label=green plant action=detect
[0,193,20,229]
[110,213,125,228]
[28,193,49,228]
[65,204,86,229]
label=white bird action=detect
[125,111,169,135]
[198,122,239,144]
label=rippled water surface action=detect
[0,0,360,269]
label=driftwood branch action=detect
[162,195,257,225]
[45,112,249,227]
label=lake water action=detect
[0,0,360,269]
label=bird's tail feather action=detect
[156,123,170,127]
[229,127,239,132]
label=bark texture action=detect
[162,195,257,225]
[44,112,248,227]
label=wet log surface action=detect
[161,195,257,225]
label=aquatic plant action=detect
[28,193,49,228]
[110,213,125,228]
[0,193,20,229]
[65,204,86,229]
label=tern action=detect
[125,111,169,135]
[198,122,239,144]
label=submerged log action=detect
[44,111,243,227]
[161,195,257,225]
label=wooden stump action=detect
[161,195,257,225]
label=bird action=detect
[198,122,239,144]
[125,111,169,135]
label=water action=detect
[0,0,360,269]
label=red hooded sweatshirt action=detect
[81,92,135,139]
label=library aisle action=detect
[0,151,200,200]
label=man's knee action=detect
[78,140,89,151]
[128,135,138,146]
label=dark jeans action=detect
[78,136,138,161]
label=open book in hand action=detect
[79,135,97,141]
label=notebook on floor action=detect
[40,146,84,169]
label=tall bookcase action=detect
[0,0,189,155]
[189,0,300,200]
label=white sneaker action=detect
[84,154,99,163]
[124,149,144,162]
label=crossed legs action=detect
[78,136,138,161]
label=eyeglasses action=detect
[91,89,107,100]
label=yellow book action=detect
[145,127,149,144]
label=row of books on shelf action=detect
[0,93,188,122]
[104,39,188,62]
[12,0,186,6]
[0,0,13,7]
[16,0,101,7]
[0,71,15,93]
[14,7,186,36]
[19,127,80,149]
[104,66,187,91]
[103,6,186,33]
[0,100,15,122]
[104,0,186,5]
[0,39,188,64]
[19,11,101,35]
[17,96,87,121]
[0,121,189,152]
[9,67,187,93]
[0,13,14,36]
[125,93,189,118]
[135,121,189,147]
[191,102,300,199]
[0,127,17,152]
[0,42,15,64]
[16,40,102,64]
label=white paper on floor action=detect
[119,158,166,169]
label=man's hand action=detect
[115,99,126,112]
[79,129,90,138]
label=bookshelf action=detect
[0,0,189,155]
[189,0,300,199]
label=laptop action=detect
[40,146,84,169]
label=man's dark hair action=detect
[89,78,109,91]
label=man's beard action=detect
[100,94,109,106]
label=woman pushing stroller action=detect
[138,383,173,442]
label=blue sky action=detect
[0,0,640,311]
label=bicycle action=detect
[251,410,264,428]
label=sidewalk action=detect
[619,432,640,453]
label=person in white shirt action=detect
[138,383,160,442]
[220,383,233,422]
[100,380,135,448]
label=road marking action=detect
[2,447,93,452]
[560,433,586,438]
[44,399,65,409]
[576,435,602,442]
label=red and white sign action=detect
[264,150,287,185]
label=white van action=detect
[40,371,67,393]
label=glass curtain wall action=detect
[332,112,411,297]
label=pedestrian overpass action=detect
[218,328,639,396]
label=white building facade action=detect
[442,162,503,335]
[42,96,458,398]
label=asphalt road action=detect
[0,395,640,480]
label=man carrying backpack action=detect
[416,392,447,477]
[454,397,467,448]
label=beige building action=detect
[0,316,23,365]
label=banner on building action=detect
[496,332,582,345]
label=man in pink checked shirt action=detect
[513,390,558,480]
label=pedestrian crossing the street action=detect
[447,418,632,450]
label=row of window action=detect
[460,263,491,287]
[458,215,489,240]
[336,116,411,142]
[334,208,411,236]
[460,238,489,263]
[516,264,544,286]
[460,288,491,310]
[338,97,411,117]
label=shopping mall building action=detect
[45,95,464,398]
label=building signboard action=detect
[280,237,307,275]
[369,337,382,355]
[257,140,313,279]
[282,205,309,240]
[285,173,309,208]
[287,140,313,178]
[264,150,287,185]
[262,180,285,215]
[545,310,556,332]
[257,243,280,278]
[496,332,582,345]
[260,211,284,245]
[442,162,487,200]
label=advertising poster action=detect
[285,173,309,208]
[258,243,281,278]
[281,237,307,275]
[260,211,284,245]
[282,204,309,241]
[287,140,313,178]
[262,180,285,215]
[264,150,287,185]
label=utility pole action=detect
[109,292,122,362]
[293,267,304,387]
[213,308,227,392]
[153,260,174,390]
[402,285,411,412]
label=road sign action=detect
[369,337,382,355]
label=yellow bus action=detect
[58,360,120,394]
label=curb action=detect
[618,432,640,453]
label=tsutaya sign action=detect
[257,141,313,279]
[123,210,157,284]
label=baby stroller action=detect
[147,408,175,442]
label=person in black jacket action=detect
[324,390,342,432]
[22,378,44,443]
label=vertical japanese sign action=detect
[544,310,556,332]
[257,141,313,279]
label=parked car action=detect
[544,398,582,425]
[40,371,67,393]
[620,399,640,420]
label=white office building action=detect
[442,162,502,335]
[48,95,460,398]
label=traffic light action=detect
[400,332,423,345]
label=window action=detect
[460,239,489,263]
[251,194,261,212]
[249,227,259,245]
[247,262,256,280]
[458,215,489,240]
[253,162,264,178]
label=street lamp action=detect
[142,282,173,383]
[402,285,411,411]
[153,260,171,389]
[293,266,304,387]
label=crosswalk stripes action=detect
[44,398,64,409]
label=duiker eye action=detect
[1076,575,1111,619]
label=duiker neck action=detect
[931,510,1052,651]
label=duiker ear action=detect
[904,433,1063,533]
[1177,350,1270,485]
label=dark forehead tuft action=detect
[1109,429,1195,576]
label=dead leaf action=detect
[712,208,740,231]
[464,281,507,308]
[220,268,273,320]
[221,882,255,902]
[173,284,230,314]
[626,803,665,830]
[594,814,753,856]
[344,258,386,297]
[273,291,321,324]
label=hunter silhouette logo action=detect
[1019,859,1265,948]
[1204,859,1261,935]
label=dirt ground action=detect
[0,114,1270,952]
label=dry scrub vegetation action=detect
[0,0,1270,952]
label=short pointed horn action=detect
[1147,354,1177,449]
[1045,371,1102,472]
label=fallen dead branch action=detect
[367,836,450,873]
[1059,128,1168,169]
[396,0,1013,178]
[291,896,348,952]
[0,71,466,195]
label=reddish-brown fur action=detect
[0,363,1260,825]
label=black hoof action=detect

■ **What is expected**:
Write out the items word for word, starting with the line that contains "label=tern action=detect" and going on through the line that contains "[145,127,149,144]", with both of those lines included.

■ **Right answer**:
label=tern action=detect
[125,111,169,135]
[198,122,239,144]
label=submerged log action=detect
[44,111,243,227]
[161,195,257,225]
label=wooden stump action=detect
[161,195,257,225]
label=bird action=detect
[198,122,239,144]
[125,111,169,135]
label=water action=detect
[0,0,360,269]
label=red hooded sweatshirt action=detect
[81,92,135,139]
label=library aisle action=detect
[0,151,200,200]
label=man's knee action=detect
[78,140,89,151]
[128,135,138,146]
label=dark jeans action=detect
[78,136,138,161]
label=open book in hand action=detect
[79,135,97,141]
label=notebook on floor action=detect
[40,146,84,169]
label=tall bookcase action=detect
[0,0,189,155]
[189,0,300,200]
label=white sneaker action=detect
[84,154,99,163]
[124,149,144,162]
label=crossed legs action=detect
[78,136,138,161]
label=eyeglasses action=detect
[91,89,107,100]
label=yellow book action=detect
[145,127,149,144]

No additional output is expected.